▶ _Some records_:
<<<<

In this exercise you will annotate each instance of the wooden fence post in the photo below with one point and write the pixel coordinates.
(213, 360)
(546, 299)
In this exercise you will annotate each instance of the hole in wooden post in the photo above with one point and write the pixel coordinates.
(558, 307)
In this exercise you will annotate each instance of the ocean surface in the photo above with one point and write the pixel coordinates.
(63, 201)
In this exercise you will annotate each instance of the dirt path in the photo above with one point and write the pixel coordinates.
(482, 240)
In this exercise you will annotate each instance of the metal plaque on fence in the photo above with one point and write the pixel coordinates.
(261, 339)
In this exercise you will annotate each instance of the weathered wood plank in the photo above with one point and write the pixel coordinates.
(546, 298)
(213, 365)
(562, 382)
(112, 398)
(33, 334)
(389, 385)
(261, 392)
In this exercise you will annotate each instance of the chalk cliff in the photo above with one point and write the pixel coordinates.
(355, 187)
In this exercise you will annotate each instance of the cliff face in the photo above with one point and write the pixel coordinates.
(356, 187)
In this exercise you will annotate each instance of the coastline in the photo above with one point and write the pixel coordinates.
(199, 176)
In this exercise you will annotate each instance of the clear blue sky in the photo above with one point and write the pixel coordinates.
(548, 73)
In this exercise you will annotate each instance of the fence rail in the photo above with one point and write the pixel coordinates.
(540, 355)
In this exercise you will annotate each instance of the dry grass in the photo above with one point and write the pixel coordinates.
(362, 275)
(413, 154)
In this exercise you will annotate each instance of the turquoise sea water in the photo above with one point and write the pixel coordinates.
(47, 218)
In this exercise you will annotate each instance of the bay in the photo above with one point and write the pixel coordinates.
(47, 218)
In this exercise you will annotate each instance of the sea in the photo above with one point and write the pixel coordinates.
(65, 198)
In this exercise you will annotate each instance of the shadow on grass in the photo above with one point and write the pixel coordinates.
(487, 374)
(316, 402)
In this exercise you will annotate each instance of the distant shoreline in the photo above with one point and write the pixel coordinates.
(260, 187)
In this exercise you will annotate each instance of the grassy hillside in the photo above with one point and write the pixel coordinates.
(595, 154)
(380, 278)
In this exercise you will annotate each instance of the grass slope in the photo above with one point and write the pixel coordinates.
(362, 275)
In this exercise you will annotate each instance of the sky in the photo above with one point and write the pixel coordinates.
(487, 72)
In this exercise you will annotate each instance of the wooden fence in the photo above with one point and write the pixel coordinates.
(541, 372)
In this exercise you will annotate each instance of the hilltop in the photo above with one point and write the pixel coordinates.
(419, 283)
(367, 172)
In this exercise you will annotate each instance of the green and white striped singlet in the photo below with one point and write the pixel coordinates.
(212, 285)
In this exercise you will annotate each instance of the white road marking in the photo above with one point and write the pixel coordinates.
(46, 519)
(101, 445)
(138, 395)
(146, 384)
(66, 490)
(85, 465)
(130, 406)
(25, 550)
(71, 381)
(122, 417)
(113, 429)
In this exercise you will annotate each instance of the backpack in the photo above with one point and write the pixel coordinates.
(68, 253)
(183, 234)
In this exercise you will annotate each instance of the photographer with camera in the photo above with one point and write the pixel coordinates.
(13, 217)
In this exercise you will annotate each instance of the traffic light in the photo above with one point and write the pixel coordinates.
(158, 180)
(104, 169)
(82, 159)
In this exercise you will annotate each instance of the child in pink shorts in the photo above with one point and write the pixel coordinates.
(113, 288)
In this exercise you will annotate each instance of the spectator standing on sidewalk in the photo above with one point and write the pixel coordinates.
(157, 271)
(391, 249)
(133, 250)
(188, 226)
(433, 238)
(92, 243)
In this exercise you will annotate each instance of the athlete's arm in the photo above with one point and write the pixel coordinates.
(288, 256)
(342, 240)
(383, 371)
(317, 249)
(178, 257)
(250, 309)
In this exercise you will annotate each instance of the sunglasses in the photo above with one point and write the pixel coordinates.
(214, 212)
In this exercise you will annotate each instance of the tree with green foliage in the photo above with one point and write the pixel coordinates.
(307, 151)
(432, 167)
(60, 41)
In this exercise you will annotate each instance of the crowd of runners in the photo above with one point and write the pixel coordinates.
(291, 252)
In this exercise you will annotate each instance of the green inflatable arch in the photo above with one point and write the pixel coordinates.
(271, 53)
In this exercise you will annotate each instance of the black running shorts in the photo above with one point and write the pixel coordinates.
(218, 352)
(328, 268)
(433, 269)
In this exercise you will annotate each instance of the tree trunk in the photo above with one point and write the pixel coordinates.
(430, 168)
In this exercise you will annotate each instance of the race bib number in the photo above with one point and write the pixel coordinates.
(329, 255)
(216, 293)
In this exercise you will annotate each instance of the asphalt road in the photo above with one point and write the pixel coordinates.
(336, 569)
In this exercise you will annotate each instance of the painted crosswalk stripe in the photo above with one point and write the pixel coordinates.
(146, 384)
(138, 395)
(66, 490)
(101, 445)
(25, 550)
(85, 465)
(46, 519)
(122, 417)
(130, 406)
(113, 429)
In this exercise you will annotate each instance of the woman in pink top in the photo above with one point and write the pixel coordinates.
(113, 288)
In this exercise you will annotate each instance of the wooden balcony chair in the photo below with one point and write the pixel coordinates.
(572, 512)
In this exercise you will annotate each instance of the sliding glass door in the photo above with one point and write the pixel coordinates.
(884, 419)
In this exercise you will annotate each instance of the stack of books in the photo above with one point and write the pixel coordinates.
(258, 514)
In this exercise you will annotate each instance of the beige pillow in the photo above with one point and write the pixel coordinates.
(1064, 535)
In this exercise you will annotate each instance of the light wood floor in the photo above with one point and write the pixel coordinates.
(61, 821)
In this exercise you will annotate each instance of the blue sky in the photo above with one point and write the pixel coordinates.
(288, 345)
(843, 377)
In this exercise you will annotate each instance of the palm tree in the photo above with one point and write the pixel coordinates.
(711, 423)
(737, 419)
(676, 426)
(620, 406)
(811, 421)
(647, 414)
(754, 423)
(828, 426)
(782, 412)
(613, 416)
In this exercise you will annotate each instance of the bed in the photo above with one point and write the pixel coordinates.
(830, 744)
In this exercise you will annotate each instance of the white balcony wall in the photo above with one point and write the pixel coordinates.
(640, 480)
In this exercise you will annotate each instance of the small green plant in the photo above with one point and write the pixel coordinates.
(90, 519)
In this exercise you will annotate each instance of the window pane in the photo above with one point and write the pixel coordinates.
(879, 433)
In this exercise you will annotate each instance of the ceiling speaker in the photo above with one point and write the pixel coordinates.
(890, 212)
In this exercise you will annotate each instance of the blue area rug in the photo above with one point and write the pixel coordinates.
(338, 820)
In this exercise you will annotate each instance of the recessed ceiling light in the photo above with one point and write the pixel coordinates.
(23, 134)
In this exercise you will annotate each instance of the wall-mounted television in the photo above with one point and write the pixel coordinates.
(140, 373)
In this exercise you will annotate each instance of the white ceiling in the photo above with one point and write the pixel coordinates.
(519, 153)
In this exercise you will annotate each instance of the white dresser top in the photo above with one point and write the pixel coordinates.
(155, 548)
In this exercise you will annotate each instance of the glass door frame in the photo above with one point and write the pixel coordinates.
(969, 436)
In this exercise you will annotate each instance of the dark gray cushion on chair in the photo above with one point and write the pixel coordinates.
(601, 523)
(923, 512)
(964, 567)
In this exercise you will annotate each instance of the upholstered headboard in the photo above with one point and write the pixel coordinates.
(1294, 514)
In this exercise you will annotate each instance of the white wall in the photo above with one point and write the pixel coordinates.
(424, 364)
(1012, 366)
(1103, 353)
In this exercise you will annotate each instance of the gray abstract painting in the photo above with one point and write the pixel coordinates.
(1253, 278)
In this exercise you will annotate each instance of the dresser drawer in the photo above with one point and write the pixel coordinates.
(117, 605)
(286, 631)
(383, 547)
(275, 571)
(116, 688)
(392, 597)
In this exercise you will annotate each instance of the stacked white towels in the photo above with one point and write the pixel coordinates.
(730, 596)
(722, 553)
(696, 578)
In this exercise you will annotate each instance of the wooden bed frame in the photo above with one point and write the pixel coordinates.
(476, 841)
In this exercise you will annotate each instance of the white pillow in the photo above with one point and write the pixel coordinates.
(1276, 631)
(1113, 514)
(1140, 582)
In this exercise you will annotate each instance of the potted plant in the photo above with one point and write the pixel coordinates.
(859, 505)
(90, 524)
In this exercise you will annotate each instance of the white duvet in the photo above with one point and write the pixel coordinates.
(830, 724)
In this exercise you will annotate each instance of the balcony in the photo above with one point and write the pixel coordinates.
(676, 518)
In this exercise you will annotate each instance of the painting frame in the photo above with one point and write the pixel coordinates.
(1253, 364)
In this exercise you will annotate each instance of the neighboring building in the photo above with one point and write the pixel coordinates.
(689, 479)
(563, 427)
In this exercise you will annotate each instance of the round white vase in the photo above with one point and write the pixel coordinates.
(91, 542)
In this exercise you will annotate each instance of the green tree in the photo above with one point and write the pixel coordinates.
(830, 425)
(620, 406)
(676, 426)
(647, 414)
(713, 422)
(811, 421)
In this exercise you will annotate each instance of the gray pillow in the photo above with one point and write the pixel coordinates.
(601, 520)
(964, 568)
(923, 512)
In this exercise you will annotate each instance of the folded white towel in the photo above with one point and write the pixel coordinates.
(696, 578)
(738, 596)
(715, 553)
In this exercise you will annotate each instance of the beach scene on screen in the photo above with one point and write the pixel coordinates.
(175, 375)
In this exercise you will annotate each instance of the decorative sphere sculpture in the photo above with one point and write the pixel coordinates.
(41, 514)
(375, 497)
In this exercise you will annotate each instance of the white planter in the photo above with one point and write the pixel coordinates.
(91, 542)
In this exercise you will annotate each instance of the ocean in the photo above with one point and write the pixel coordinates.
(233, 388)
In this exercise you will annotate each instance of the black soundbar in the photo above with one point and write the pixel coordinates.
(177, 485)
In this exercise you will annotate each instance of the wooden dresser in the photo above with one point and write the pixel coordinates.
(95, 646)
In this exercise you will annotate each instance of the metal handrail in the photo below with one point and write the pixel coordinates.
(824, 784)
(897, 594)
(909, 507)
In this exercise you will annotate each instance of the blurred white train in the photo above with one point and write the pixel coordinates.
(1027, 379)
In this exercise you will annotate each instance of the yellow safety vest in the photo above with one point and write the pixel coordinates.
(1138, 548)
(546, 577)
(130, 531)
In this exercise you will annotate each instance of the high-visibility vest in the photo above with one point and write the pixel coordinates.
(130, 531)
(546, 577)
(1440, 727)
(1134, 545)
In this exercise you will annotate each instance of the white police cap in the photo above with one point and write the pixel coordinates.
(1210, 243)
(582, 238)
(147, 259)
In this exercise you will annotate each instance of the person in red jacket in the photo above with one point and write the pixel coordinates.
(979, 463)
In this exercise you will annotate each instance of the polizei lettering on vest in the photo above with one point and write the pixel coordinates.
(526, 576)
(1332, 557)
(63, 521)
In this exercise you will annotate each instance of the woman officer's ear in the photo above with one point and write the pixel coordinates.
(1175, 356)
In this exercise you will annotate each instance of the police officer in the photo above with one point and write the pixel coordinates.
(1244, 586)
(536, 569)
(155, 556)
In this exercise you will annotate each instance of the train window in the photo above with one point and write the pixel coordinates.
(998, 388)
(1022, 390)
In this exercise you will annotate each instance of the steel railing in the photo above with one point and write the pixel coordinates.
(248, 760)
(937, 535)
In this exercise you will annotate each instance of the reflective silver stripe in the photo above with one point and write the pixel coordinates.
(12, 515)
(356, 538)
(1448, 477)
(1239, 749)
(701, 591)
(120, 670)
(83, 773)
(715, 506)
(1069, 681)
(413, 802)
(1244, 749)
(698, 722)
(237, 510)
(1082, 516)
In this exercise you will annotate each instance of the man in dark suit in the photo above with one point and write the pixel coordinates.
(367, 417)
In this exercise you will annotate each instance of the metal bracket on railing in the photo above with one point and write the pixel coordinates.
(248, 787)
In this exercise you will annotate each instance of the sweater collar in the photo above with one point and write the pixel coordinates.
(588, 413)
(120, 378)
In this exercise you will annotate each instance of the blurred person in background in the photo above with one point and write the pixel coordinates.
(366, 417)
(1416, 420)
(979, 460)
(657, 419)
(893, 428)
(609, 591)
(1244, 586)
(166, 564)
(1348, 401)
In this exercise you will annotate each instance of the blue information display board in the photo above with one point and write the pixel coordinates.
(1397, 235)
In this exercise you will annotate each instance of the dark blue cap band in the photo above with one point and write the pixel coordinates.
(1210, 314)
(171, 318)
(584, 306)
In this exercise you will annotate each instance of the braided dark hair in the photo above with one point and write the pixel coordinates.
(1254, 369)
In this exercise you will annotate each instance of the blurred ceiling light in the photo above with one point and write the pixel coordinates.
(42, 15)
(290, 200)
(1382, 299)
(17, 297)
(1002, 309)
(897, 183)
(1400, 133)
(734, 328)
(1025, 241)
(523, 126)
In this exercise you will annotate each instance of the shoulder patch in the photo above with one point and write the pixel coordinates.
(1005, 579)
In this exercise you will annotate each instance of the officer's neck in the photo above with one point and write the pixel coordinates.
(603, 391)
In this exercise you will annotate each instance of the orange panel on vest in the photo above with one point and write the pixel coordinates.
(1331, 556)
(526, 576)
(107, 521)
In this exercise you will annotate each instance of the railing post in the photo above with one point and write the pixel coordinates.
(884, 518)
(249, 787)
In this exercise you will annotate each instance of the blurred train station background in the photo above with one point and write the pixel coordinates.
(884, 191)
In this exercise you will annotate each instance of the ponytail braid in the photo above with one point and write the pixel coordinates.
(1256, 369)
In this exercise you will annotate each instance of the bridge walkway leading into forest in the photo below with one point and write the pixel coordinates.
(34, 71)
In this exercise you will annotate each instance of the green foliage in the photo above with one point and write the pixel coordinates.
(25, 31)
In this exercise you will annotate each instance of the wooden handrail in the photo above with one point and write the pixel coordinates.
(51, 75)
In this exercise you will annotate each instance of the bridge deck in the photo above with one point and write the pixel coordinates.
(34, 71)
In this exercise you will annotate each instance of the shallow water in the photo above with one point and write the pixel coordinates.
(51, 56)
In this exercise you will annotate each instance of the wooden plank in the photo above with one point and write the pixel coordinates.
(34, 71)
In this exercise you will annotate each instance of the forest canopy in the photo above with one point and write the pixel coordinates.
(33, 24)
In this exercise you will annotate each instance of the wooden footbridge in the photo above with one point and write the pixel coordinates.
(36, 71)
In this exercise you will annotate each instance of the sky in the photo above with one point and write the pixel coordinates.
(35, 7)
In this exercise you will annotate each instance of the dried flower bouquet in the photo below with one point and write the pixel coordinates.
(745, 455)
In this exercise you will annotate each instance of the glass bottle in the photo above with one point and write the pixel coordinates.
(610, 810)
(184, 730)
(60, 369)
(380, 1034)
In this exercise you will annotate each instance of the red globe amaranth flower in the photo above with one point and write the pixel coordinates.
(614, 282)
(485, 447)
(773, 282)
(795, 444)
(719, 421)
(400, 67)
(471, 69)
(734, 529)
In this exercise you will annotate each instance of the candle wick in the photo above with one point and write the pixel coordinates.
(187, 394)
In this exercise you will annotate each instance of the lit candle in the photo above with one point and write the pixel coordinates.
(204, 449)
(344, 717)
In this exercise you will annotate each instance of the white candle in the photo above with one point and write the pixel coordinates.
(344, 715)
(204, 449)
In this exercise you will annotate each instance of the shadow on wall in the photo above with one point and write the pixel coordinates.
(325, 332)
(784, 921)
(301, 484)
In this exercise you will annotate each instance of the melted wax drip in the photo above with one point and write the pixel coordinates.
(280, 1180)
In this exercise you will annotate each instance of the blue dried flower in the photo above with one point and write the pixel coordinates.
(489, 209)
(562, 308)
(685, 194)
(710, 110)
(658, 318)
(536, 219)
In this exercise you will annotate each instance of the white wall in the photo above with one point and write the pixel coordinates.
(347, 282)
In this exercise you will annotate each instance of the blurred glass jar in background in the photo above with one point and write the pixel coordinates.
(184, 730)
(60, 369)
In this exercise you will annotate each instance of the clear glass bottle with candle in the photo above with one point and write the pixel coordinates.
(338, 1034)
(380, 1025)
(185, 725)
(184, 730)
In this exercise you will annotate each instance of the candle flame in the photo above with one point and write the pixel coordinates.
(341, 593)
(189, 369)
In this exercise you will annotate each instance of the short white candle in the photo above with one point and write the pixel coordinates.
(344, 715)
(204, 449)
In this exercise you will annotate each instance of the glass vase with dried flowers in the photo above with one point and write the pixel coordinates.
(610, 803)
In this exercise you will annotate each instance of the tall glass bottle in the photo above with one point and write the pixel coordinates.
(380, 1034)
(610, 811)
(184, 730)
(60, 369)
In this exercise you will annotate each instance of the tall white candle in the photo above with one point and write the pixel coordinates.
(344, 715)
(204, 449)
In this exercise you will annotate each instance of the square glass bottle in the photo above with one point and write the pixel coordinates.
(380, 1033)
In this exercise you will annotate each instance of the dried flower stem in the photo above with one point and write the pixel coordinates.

>>>>

▶ _WHAT YOU ARE ASKED TO DO_: In the records above, locate the line that contains "In this exercise you will annotate each instance of the short". Repeat it and every line after it, exactly, and nothing else.

▶ _RESULT OF THE EXERCISE_:
In this exercise you will annotate each instance of the short white candle in the photo above with one point and write the pixel coordinates.
(344, 715)
(204, 449)
In this exercise you will annotate each instance of the glass vase with dried flowers in the photo above with one point and write the pixel coordinates.
(610, 803)
In this exercise you will annotate each instance of the tall glass bottle in the photo above with one point and write the pixel coordinates.
(380, 1034)
(610, 811)
(184, 730)
(60, 369)
In this exercise you will annotate each instance of the tall white candle in the photo above with one point and write the pixel coordinates.
(344, 715)
(204, 449)
In this exercise you will annotate each instance of the square glass bottle in the photo above with one point and write the pixel coordinates.
(380, 1033)
In this exercise you will annotate each instance of the dried flower stem in the photo above with one point and write the pixel coordinates.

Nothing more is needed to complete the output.